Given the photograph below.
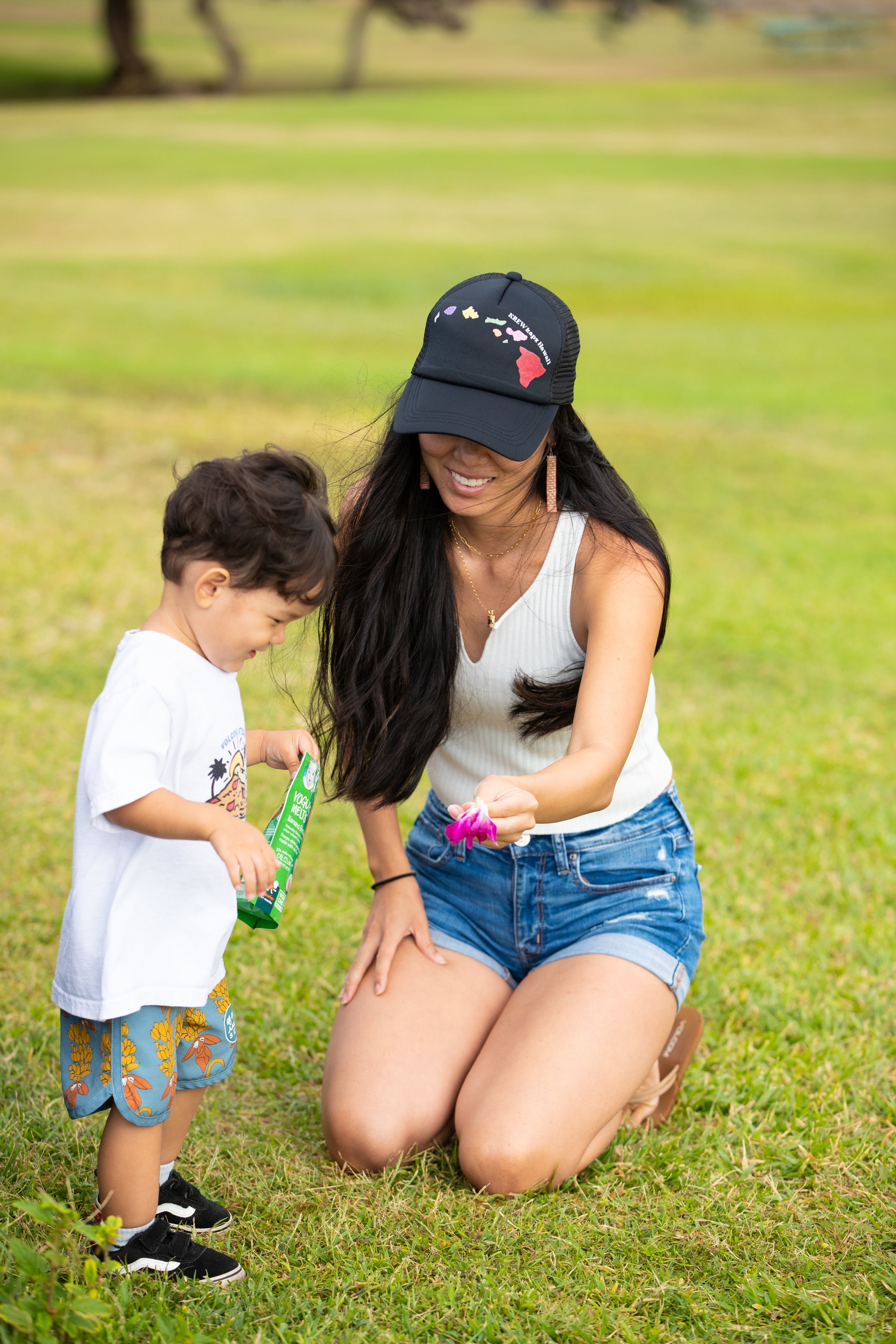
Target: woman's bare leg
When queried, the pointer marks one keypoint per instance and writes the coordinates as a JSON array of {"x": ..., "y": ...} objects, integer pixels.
[
  {"x": 397, "y": 1061},
  {"x": 546, "y": 1093}
]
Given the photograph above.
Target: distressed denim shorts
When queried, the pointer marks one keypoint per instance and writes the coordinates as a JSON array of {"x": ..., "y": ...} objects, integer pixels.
[
  {"x": 140, "y": 1061},
  {"x": 629, "y": 890}
]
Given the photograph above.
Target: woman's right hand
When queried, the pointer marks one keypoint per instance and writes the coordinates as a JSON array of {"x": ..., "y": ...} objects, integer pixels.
[{"x": 397, "y": 914}]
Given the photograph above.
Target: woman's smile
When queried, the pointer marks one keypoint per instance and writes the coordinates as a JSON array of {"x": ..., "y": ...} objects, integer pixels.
[{"x": 469, "y": 484}]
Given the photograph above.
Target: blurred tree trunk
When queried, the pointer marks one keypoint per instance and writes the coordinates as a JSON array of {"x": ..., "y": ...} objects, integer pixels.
[
  {"x": 355, "y": 45},
  {"x": 207, "y": 14},
  {"x": 131, "y": 72},
  {"x": 414, "y": 14}
]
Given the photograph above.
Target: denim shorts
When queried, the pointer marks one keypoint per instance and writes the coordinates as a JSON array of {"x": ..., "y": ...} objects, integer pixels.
[
  {"x": 629, "y": 890},
  {"x": 140, "y": 1061}
]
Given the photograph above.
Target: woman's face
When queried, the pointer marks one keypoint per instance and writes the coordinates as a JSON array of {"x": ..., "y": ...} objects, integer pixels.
[{"x": 472, "y": 479}]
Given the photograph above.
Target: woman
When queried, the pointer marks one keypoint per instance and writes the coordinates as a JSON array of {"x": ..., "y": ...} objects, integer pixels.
[{"x": 499, "y": 601}]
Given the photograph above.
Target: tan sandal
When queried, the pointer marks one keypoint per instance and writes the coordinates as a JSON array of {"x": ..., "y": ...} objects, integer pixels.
[{"x": 675, "y": 1058}]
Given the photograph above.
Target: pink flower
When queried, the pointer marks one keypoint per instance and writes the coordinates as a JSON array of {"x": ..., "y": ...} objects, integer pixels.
[{"x": 473, "y": 824}]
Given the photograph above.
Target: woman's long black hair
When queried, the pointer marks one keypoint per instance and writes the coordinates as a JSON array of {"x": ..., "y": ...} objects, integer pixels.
[{"x": 390, "y": 636}]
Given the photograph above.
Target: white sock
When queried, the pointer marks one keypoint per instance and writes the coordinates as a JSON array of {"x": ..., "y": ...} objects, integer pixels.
[{"x": 127, "y": 1233}]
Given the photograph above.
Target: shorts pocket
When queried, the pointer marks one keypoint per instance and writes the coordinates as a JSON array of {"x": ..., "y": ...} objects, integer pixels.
[{"x": 610, "y": 884}]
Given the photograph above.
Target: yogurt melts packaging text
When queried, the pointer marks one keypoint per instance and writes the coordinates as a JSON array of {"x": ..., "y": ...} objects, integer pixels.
[{"x": 285, "y": 834}]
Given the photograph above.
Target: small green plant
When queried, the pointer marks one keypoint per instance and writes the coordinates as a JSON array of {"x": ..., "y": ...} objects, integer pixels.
[{"x": 56, "y": 1292}]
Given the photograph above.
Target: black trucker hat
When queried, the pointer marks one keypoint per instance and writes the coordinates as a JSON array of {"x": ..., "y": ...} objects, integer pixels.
[{"x": 498, "y": 361}]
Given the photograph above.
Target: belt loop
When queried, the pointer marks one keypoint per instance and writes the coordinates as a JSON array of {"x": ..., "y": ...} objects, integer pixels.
[{"x": 561, "y": 851}]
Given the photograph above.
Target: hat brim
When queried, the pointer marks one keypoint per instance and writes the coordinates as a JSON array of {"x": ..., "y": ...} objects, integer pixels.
[{"x": 507, "y": 425}]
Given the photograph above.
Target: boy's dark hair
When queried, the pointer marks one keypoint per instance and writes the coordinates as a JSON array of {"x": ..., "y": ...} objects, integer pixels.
[{"x": 264, "y": 517}]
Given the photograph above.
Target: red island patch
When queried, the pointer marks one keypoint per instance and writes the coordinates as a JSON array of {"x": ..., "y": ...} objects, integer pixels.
[{"x": 530, "y": 367}]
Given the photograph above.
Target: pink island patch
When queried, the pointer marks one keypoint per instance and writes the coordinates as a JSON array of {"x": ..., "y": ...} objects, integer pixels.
[{"x": 530, "y": 367}]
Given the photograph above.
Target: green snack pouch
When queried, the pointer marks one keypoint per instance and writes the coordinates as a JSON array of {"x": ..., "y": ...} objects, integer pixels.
[{"x": 285, "y": 834}]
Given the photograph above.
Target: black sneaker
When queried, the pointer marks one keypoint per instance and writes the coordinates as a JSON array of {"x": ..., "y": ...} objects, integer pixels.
[
  {"x": 162, "y": 1250},
  {"x": 184, "y": 1206}
]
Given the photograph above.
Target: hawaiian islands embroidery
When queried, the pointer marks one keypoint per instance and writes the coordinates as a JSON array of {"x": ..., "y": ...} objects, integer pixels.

---

# The problem
From the rows above, keep only the lines that contain the string "woman", and copy them out. Case matters.

# Task response
Target: woman's bare leg
Target: woman's right hand
Target: woman's smile
Target: woman's face
Target: woman
Target: woman's long black hair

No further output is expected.